─── PROVIDED DATA

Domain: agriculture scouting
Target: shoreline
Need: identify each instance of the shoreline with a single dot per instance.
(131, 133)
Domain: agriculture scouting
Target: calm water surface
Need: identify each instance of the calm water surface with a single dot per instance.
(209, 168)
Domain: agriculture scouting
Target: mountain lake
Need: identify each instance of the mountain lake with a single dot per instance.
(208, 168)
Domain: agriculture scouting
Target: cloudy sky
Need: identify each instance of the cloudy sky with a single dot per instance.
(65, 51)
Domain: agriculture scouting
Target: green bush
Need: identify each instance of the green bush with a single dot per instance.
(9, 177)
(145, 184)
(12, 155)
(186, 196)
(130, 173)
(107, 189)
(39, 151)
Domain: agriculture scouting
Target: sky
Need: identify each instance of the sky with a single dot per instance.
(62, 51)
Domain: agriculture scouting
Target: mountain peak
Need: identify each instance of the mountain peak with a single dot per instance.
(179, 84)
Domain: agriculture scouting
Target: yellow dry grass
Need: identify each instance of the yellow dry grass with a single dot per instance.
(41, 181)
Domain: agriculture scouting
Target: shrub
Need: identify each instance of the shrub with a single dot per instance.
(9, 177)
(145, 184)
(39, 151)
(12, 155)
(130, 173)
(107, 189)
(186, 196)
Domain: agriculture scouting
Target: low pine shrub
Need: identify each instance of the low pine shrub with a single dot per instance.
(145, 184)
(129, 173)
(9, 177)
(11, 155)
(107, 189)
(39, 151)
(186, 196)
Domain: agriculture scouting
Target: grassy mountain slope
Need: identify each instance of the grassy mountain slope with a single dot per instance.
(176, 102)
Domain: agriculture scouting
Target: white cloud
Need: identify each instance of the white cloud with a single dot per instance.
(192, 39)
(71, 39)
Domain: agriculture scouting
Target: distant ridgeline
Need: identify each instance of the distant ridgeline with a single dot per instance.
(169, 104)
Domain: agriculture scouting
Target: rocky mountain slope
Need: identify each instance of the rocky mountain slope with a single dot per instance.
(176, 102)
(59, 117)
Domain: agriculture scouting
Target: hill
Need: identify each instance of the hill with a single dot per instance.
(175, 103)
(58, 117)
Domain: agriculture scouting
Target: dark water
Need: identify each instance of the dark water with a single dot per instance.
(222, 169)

──────

[WHAT NEEDS TO BE DONE] The whole listing above, restated word for word, is the required answer.

[EXERCISE ANSWER]
Domain: agriculture scouting
Target: shoreline
Need: identify each instance of the shoreline with a single dot per instance.
(131, 133)
Domain: agriculture scouting
Target: calm water surface
Need: identify each instance of the calm water surface with a single dot per instance.
(209, 168)
Domain: agriculture scouting
Target: mountain lake
Need: identify each instance of the mountain lake with a single dot per instance.
(208, 168)
Domain: agriculture scouting
Target: cloudy sky
Need: identify each instance of the cloudy sky with a single dot per instance.
(65, 51)
Domain: agriculture scouting
Target: green bush
Need: identify each instance of the green bush with a single dot per instance.
(9, 177)
(145, 184)
(12, 155)
(186, 196)
(130, 173)
(107, 189)
(39, 151)
Domain: agriculture scouting
Target: sky
Need: identify each instance of the sky with a single dot per instance.
(62, 51)
Domain: agriculture scouting
Target: mountain peak
Need: identify each instance of the mountain peak with a single dot per instance.
(179, 84)
Domain: agriculture scouting
Target: yellow dry grass
Need: identify each instance of the yellow dry grass with a single dot per instance.
(41, 181)
Domain: agriculture scouting
Target: shrub
Need: identify each instance of the shrub with a single dot per instance.
(9, 177)
(145, 184)
(39, 151)
(12, 155)
(130, 173)
(107, 189)
(186, 196)
Domain: agriculture scouting
Target: low pine shrub
Need: identify each instance of the low pine shrub with a single dot per instance.
(145, 184)
(129, 173)
(9, 177)
(11, 155)
(107, 189)
(39, 151)
(186, 196)
Domain: agriculture scouting
Target: grassy mountain slope
Need: identify each instance of the grassy mountain slope with a single dot per instance.
(176, 102)
Domain: agriculture scouting
Target: white cloud
Need: identify each instance of the white cloud with a single dot per instance.
(192, 39)
(71, 39)
Domain: agriculture scouting
Target: distant ridgeline
Need: identify each instance of the distant ridgeline with a single dot per instance.
(169, 104)
Domain: agriculture scouting
Target: rocky mountain slope
Need: identify each instance of the rocky mountain slope with a single dot per instance.
(176, 102)
(59, 117)
Domain: agriculture scouting
Target: hill
Need: identify each instance of the hill with a single dot per instance.
(175, 103)
(58, 117)
Domain: agriculture scouting
Target: dark water
Need: identify each instance of the dark water with a single dot per instance.
(222, 169)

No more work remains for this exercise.